- **Task directions**: Find every line in the records below that contains the word "concrete", and copy each such line.
Entries provided START
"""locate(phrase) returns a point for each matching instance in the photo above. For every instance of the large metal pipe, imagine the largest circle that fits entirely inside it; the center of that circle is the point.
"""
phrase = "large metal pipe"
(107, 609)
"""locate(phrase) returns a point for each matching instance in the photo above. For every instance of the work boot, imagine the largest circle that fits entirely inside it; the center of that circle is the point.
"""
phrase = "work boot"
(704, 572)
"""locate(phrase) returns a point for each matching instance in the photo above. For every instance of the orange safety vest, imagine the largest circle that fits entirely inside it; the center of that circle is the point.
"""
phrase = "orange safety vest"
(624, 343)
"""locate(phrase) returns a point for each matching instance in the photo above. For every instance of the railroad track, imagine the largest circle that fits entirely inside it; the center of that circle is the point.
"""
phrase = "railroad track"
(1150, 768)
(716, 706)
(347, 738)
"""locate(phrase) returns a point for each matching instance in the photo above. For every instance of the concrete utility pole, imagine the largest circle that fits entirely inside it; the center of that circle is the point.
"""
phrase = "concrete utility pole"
Entries provided END
- **Answer box**:
"""locate(phrase) returns a point for each matching instance in the photo above. For every instance of the concrete utility pole, imagine the largest circle that fits entirely inside it; the center of that circle is the point.
phrase = "concrete utility pole"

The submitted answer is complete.